-- Passage provided start --

Find the equation of the circle which is touched by `y=x` , has its center on the positive direction of the x=axis and cuts off a chord of length 2 units along the line `sqrt(3)y-x=0`

Centre C lies on x-axis.
`:. C-= (a,0)`
Line `y=x` touches the circle at point P.
So, radius of circle is the length of perpendicular (CP) from the centre C on the line `y=x`.
Also, length of chord (AB) of circle on line `x-sqrt(3)y=0` is 2 units.
`:. MB=1(` where m is the midpoint of AB).
Now, `CP=CB" "`(radii of circle)

-- Passage provided end --
-- Dataset excerpts start --

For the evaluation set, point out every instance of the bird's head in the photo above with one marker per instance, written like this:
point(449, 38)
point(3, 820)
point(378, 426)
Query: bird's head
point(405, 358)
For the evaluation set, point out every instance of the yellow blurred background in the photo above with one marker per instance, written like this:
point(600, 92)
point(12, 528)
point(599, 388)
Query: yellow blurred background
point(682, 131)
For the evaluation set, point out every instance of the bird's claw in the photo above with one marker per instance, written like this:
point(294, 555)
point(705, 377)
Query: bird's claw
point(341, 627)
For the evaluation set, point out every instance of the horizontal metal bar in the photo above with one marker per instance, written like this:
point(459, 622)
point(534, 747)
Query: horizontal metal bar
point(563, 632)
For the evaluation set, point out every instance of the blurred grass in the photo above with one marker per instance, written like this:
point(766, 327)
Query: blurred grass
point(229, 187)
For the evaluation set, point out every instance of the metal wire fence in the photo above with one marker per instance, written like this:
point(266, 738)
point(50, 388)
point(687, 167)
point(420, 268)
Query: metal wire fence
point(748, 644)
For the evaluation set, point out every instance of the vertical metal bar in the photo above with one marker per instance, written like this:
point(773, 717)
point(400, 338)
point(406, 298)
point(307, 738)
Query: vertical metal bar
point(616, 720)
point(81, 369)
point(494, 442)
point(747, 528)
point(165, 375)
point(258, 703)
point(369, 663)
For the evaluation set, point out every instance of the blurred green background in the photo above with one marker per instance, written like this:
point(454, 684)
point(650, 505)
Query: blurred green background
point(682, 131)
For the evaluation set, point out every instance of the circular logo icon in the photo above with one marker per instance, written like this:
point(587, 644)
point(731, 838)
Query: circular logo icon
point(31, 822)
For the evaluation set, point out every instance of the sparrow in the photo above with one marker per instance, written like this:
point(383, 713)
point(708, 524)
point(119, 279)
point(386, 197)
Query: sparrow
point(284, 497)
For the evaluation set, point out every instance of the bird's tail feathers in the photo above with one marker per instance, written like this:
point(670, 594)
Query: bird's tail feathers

-- Dataset excerpts end --

## [Prompt]
Continue the worked solution for the circle touched by y = x, starting after its last sentence.

## [Answer to this task]
`:. CP^(2)=CB^(2)`
`implies CP^(2)=CM^(2)+MB^(2)`
`implies ((|a-0|)/(sqrt1^(2)+(-1)^(2)))^(2)=((|a-sqrt(3)(0)|)/(sqrt((3)^(2)+(1)^(2))))^(2)+1^(2)`
`implies (a^(2))/(2)=(a^(2))/(4)+1`
`implies (a^(2))/(4)=1`
`implies a=2` ( as centre lies in first quadrant)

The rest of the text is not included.